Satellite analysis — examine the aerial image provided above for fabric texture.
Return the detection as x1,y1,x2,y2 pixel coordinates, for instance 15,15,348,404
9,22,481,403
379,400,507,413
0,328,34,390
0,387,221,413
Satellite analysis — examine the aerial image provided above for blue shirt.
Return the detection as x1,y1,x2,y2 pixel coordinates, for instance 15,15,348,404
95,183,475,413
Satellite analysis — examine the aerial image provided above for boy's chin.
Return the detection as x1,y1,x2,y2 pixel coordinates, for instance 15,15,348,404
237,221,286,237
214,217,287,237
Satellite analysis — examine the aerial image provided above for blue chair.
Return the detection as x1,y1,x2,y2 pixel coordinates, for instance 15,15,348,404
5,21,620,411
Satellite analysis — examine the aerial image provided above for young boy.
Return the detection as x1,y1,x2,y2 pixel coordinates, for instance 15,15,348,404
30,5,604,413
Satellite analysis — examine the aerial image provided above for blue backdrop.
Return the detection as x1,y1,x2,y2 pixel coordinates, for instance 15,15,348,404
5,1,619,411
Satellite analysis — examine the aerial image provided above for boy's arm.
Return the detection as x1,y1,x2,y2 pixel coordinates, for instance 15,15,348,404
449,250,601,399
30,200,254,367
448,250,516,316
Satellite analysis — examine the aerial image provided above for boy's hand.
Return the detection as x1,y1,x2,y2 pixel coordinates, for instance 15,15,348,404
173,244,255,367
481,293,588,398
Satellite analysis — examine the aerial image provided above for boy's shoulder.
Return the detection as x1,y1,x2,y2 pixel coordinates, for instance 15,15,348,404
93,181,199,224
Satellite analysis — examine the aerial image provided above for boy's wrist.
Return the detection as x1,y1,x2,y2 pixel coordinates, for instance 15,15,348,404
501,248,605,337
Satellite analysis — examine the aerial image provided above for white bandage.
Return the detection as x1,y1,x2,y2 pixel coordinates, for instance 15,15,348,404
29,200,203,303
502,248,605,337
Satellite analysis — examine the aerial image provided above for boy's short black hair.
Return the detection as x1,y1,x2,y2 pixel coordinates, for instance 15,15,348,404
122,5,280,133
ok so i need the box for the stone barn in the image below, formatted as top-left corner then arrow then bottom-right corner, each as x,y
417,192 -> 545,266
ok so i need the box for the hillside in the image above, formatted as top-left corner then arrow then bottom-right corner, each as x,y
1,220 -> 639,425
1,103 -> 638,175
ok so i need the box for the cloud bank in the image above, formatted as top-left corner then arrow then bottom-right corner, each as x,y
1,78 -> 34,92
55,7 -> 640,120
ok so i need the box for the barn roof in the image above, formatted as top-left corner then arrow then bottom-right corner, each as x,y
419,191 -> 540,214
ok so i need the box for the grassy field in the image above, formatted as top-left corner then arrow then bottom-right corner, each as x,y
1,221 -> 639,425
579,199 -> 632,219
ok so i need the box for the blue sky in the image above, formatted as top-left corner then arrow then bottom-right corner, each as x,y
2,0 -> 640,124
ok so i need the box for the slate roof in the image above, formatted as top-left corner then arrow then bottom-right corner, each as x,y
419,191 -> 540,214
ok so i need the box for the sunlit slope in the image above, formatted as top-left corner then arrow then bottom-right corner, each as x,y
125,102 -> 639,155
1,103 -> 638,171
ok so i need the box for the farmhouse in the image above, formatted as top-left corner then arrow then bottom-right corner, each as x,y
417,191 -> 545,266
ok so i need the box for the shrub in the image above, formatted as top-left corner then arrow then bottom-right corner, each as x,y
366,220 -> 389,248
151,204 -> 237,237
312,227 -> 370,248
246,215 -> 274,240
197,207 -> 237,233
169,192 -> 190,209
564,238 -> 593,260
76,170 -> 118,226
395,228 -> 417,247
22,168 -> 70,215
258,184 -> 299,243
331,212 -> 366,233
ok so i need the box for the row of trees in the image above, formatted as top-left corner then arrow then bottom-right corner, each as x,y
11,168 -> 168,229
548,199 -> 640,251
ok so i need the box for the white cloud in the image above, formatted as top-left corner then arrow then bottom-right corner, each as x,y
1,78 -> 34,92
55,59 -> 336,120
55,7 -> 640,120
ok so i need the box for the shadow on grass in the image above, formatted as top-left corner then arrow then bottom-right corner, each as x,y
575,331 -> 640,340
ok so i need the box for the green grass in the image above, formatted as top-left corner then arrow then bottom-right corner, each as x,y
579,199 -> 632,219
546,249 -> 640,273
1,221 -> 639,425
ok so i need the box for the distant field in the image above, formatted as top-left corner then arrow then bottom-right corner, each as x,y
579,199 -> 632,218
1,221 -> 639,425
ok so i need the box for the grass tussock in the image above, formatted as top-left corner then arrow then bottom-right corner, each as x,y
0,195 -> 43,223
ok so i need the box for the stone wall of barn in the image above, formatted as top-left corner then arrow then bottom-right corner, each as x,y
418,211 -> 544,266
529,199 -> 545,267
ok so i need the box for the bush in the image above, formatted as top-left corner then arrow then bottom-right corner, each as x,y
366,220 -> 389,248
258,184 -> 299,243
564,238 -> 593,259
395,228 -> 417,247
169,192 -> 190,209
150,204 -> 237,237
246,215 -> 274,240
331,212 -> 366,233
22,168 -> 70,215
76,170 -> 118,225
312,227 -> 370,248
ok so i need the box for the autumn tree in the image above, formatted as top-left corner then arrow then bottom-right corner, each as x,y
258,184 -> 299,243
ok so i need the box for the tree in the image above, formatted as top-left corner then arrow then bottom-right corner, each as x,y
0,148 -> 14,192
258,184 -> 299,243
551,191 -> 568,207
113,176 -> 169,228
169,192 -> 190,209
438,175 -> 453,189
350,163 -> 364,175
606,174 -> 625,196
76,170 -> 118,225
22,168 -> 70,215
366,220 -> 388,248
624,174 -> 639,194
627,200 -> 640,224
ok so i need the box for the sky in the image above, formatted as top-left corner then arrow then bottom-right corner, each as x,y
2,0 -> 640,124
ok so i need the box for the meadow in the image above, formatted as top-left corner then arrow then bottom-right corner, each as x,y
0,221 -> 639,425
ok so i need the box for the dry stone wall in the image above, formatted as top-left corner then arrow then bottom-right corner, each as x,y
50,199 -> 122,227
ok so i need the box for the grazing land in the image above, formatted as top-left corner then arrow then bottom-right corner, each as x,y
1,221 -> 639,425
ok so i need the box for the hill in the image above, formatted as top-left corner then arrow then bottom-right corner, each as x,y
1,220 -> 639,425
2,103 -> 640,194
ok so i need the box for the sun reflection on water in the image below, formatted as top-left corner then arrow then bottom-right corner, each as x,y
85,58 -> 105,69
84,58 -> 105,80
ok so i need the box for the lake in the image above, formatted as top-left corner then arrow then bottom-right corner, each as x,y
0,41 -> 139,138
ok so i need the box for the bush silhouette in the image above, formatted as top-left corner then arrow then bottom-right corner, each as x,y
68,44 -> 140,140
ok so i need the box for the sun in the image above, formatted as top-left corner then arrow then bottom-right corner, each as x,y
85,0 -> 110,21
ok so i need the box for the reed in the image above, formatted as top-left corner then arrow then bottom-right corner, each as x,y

········

Find the word "Satellite" in the material, then list each line that holds it.

# RESPONSE AREA
Satellite analysis — examine the aerial image provided above for fabric texture.
Satellite analysis — examine the aerial image provided above for blue shirt.
Satellite analysis — examine the aerial image provided above for boy's chin.
Satellite analysis — examine the aerial image provided above for blue chair.
Satellite analysis — examine the aerial image provided above for young boy.
Satellite analysis — examine the aerial image provided above for blue backdrop.
Satellite analysis — examine the aerial image provided above for boy's arm.
Satellite analysis — examine the aerial image provided above for boy's hand.
Satellite analysis — examine the aerial image provided above for boy's shoulder.
Satellite analysis — examine the aerial image provided above for boy's wrist.
Satellite analysis — examine the aerial image provided above for white bandage.
Satellite analysis — examine the aerial image provided above for boy's short black hair.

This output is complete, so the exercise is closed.